:: Task statement ::
List every line of the data below that contains the word "standing". Case counts.

:: Extracted records ::
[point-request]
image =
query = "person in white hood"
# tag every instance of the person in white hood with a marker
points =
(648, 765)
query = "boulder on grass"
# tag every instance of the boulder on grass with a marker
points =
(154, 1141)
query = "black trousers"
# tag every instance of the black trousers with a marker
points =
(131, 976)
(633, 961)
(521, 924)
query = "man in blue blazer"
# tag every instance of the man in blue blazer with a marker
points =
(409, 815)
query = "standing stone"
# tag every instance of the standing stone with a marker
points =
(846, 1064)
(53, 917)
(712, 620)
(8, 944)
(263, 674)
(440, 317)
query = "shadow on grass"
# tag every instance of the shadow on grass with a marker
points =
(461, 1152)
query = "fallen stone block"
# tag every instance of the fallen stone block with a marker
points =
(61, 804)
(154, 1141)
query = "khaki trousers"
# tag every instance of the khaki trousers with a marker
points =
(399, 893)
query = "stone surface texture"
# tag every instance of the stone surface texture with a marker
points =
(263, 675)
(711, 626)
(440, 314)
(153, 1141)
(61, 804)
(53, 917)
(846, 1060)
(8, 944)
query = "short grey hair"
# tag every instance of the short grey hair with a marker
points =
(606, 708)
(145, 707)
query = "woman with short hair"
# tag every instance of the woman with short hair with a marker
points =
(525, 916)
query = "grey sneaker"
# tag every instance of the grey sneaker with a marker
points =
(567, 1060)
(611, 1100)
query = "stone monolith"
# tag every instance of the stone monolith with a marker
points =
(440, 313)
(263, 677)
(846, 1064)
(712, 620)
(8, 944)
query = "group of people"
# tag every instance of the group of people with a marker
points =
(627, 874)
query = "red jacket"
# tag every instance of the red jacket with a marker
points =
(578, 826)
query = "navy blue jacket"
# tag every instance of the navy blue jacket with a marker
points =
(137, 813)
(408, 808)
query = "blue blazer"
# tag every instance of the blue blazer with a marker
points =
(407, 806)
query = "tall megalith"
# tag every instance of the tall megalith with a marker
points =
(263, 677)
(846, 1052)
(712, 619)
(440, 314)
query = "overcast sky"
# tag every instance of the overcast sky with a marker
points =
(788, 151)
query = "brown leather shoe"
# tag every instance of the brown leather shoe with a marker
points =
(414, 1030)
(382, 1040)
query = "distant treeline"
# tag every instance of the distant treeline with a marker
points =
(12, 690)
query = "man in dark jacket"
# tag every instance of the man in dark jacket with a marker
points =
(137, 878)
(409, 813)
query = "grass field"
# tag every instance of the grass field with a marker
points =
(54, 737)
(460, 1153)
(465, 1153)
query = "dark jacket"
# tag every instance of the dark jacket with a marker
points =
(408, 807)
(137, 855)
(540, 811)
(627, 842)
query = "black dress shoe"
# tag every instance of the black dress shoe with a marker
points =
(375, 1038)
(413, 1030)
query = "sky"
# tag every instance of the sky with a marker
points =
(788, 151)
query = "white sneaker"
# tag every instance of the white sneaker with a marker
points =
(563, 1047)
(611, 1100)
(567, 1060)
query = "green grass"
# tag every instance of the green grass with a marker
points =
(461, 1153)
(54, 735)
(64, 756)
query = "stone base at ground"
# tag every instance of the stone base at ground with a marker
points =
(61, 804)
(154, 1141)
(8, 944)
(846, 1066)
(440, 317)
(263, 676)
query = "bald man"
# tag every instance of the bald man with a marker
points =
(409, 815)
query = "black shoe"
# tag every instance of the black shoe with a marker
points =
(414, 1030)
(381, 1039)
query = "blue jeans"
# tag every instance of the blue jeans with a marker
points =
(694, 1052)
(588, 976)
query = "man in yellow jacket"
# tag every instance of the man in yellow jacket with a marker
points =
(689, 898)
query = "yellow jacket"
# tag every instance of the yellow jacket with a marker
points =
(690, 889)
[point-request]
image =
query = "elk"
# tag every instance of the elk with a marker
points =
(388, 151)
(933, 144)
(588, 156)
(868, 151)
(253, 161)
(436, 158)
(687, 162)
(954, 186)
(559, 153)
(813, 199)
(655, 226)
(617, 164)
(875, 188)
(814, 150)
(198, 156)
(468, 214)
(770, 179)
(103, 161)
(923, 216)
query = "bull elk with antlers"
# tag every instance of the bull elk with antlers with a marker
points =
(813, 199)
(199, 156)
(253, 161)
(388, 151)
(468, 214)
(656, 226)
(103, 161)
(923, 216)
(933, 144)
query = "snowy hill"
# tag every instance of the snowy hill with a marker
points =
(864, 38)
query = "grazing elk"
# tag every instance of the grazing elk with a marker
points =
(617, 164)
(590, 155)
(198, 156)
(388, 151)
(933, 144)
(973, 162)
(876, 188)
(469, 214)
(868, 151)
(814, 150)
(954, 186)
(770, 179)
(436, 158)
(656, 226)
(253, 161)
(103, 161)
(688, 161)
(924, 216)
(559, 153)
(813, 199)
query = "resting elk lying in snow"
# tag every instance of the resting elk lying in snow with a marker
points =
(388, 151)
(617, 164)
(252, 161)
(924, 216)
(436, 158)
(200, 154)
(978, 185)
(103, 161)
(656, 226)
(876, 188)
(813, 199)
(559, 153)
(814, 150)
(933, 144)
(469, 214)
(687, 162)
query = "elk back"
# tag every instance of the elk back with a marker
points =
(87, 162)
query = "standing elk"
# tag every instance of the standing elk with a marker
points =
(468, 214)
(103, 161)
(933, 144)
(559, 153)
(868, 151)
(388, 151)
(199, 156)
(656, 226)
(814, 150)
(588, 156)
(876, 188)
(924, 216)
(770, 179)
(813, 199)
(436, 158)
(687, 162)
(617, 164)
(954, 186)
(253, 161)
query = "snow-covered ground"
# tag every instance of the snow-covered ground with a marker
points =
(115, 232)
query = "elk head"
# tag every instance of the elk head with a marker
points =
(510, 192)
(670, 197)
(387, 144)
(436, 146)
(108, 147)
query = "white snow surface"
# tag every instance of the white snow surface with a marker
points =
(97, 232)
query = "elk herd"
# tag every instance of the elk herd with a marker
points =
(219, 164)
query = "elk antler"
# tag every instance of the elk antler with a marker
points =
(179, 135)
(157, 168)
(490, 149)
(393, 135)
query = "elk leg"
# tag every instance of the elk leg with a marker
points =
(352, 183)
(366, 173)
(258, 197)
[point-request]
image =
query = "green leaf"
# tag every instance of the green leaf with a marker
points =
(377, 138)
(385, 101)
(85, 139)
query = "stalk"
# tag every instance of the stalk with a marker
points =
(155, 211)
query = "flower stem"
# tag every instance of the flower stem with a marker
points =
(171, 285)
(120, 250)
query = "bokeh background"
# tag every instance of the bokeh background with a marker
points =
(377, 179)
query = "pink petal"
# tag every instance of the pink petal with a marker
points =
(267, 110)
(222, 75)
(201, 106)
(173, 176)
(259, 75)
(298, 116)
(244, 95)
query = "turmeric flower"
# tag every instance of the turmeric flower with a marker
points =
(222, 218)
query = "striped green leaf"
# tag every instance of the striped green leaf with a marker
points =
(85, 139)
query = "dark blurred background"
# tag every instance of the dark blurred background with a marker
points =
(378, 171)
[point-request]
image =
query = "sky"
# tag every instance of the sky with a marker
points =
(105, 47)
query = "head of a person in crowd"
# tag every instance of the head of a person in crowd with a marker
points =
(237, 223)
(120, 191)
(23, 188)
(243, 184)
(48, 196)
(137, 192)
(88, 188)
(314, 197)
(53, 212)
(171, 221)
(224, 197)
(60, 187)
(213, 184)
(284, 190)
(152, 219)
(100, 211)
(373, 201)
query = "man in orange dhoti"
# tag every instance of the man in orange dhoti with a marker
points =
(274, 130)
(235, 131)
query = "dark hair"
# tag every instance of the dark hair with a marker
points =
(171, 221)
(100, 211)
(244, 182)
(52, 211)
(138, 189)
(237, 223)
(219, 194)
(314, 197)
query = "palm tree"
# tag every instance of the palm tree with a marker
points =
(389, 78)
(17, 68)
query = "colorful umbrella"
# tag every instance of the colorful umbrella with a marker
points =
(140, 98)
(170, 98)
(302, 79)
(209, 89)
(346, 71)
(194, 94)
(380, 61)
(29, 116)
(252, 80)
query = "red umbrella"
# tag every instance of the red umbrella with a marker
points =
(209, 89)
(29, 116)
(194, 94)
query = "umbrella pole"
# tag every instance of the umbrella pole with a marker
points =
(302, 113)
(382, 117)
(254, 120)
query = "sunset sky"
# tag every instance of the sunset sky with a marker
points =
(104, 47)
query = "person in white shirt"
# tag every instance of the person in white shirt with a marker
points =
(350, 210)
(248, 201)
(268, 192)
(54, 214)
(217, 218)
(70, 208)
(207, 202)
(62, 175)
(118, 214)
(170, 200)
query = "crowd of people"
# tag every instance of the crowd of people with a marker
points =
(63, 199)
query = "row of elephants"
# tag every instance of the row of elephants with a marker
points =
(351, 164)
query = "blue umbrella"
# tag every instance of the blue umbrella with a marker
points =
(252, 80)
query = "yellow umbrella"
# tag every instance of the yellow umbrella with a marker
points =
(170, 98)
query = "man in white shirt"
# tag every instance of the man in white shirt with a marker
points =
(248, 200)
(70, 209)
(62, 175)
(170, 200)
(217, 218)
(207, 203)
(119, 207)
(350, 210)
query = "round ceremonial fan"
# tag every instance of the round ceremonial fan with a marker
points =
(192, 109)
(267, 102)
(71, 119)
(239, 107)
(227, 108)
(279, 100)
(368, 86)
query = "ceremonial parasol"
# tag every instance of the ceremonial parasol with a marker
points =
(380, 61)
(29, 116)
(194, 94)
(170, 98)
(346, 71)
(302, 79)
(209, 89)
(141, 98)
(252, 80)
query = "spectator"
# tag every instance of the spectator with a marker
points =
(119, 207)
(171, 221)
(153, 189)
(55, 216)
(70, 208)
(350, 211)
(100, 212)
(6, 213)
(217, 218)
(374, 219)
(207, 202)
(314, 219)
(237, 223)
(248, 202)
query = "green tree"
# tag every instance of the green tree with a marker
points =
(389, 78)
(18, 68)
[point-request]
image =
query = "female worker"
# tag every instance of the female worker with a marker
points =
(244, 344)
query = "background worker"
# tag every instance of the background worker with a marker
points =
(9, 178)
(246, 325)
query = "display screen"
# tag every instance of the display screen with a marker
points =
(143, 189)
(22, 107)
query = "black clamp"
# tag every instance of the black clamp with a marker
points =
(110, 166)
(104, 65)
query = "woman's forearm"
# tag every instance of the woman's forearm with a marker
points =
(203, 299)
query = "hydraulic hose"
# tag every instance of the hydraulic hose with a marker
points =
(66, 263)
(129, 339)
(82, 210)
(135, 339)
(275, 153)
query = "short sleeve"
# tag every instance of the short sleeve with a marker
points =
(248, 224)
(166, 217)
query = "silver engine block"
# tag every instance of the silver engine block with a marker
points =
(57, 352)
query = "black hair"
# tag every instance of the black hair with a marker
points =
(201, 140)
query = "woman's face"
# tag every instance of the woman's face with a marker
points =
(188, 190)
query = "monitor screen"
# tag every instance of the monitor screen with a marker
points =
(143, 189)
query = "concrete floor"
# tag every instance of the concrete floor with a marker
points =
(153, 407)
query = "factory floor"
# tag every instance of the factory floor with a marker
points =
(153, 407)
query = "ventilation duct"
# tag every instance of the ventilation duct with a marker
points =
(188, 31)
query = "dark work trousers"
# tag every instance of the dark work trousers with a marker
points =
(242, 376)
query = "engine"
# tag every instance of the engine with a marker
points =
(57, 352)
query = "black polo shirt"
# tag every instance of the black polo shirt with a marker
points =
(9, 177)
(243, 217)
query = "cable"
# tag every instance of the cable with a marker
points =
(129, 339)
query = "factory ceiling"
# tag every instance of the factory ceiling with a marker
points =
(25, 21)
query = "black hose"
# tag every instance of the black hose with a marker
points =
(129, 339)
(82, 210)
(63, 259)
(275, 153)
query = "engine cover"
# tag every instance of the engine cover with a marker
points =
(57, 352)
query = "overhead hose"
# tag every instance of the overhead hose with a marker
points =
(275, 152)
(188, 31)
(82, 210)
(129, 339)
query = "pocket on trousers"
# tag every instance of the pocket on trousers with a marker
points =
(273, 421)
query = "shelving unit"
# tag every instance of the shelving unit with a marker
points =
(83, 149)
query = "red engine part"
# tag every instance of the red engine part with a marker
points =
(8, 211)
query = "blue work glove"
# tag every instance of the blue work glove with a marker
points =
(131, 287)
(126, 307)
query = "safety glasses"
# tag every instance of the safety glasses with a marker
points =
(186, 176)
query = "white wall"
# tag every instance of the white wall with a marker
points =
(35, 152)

:: Answer in full ::
query = "standing stone"
# tag every instance of the standing stone with a marker
query = "standing elk"
# tag every instance of the standing elk with a marker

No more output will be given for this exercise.